Dataset records:
● ● ● ● ●

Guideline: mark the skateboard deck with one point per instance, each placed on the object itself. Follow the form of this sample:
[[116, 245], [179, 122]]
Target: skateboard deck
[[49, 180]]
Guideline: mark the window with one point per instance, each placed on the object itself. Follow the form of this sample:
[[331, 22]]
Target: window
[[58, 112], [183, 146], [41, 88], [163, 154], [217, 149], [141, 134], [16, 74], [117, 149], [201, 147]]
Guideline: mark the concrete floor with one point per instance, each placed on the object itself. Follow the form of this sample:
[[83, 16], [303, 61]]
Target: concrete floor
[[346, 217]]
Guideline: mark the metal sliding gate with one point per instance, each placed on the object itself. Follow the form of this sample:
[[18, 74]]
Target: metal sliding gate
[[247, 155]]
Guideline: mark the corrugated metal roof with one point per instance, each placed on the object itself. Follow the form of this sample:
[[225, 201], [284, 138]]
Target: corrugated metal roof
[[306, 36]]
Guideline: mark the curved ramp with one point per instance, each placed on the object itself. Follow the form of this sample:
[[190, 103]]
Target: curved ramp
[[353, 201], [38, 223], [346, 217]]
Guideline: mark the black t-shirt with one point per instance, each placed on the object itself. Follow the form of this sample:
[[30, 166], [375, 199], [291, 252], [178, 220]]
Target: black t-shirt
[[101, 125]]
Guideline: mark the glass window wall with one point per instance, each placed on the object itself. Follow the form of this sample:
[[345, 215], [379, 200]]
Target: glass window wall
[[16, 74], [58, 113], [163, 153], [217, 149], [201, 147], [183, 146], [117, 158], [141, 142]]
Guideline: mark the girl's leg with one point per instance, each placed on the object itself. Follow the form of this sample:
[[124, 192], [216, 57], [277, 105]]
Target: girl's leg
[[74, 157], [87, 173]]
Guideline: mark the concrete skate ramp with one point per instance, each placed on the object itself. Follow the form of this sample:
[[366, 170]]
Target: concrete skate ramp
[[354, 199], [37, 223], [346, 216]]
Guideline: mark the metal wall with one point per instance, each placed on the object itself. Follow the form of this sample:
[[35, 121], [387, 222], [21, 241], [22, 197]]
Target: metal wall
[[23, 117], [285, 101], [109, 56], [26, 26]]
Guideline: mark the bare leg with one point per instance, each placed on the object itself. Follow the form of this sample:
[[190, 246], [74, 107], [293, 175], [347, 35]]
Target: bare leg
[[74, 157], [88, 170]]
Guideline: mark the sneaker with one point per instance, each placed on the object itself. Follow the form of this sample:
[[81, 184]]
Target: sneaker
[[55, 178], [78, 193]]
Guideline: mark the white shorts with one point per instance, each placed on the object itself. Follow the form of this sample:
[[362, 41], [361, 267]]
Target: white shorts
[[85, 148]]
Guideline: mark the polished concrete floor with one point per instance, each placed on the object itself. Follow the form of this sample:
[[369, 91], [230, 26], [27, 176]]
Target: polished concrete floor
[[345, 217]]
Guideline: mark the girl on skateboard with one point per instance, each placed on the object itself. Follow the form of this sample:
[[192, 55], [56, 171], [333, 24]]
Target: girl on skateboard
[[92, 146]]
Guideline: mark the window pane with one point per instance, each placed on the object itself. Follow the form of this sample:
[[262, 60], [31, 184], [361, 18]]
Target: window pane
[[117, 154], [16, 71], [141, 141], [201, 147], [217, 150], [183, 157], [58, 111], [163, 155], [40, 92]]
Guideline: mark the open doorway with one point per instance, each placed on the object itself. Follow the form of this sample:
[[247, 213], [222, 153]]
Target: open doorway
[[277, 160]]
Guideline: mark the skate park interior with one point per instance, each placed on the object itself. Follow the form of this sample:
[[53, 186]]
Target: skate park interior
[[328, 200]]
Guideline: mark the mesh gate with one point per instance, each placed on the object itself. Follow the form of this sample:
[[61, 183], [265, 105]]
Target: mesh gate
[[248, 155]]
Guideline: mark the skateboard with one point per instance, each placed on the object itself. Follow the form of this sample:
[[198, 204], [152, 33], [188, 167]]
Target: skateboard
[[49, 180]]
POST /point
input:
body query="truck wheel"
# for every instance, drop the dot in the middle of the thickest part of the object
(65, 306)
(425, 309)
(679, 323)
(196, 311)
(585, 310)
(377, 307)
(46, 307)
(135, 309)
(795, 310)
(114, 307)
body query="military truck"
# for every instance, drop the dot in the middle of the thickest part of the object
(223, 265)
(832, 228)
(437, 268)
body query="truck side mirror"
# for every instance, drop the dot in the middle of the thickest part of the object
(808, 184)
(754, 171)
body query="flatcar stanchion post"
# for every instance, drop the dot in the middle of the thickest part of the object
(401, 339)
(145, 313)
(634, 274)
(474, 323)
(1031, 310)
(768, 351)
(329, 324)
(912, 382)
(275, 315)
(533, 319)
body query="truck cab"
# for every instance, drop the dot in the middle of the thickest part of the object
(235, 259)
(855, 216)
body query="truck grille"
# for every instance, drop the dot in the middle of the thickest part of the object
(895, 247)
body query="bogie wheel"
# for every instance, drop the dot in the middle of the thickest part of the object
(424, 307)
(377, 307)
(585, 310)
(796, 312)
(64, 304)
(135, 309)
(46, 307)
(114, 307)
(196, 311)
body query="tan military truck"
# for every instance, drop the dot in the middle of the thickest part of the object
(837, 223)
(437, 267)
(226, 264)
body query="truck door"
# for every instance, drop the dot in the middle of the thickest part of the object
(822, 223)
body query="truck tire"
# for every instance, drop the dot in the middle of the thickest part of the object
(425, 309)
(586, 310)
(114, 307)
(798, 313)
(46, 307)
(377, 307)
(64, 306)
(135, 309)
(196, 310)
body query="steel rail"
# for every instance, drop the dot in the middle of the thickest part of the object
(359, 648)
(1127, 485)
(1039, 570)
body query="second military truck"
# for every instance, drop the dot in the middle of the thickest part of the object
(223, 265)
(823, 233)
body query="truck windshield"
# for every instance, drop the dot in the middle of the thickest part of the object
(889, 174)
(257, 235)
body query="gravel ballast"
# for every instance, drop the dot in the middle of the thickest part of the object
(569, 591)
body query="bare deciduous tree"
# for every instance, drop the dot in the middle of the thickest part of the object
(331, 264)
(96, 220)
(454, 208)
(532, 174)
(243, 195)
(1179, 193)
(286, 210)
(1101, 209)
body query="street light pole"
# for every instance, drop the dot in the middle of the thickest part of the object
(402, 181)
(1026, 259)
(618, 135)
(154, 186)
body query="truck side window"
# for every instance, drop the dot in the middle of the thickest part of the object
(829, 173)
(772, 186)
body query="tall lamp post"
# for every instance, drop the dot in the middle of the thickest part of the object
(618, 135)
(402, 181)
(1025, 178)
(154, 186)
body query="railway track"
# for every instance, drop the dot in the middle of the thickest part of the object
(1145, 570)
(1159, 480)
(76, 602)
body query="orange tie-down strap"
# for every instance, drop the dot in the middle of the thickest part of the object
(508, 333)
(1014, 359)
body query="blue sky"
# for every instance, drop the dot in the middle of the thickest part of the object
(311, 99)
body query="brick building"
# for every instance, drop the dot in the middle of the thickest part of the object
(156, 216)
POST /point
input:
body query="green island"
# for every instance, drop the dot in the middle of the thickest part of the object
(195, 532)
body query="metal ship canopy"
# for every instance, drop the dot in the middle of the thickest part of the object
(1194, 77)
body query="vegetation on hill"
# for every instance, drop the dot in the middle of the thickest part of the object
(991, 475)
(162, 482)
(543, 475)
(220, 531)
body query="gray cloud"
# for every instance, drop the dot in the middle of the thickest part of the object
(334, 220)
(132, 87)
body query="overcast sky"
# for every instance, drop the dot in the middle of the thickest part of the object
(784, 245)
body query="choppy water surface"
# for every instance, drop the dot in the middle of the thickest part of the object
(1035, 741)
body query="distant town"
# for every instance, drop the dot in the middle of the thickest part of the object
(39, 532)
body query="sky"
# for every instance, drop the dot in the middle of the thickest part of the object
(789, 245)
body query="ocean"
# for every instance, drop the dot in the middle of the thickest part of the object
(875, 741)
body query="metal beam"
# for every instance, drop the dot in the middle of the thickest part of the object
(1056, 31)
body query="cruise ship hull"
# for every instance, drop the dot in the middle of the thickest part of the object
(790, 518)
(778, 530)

● ● ● ● ●

Set exercise: Copy the data above word for word, from the line containing "Guideline: mark the window with" to the line containing "[[74, 157], [87, 173]]", including both of those lines.

Output:
Guideline: mark the window with one point per instance, each placed on the object itself. Follow the form of this sample:
[[331, 22]]
Target: window
[[58, 112], [183, 146], [41, 88], [163, 154], [217, 149], [141, 134], [16, 74], [117, 149], [201, 147]]
Guideline: mark the concrete floor with one point per instance, each placed on the object itself. Follow the form of this sample:
[[83, 16], [303, 61]]
Target: concrete floor
[[346, 217]]
Guideline: mark the metal sliding gate with one point per instance, each placed on the object itself. Follow the form of this sample:
[[18, 74]]
Target: metal sliding gate
[[247, 155]]
Guideline: mark the corrugated metal roof with one point per instance, each placed on the object itself. Follow the form of this sample:
[[225, 201], [284, 138]]
Target: corrugated metal roof
[[306, 36]]
Guideline: mark the curved ramp with one point per instance, each placed on the object itself. Follow the form of this sample:
[[190, 103]]
Target: curved ramp
[[353, 201], [38, 223], [346, 217]]
Guideline: mark the black t-shirt with one point per instance, each placed on the object itself. Follow the form of this sample:
[[30, 166], [375, 199], [291, 252], [178, 220]]
Target: black t-shirt
[[101, 125]]
Guideline: mark the glass window wall with one point per instance, each placed on the object itself. Follow the form of this sample:
[[345, 215], [379, 200]]
Target: glass window wall
[[16, 74], [58, 113], [163, 153], [217, 149], [201, 147], [183, 146], [117, 158], [141, 142]]
Guideline: mark the girl's leg with one point per instance, each placed on the object itself. Follow the form of this sample:
[[124, 192], [216, 57], [277, 105]]
Target: girl's leg
[[74, 157], [87, 173]]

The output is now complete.